__The problem__.
Exactly and only the lines from the one with "If you could mark the brown" through the end of the listing are to be transcribed, both ends included.

·····

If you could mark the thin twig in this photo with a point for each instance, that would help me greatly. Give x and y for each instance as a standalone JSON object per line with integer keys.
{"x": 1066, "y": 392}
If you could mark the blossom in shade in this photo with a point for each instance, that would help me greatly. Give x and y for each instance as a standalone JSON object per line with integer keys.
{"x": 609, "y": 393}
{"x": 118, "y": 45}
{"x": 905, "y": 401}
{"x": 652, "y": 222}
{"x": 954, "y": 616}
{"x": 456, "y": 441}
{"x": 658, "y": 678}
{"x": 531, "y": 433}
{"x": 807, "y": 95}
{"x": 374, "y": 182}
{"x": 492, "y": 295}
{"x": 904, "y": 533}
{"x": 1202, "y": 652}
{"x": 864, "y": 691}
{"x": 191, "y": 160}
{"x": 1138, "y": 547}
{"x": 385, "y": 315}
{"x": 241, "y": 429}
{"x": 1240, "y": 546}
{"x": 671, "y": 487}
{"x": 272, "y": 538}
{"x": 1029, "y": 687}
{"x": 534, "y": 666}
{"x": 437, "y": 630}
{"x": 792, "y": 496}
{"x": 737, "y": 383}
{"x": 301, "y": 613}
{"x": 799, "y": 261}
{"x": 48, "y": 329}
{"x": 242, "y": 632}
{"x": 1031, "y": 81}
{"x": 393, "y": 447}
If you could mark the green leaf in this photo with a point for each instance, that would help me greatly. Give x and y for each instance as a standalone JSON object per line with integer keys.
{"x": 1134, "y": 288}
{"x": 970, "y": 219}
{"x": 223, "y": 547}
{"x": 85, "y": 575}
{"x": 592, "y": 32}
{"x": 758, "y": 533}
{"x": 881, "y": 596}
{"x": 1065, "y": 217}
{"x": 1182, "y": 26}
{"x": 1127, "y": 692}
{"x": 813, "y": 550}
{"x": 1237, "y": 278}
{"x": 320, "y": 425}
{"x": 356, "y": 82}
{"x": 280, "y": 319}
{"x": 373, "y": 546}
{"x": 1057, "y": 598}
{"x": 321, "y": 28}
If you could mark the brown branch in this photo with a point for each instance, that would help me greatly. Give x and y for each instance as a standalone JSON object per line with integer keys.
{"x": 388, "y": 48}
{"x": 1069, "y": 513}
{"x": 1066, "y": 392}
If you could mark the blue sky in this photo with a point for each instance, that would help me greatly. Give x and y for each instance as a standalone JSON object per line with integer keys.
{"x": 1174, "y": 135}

·····

__Task solution__.
If you could mark the brown branch in this photo with a point for each instance, that would help me greatly. Give x and y for each instance as a standalone JSON object per line with integer keys.
{"x": 388, "y": 48}
{"x": 1069, "y": 513}
{"x": 1066, "y": 392}
If you could mark the blue sky in this photo with a point for each instance, that would help me greatly. Give x and y for each instance as a standalone JSON object per line with integer keys.
{"x": 1174, "y": 135}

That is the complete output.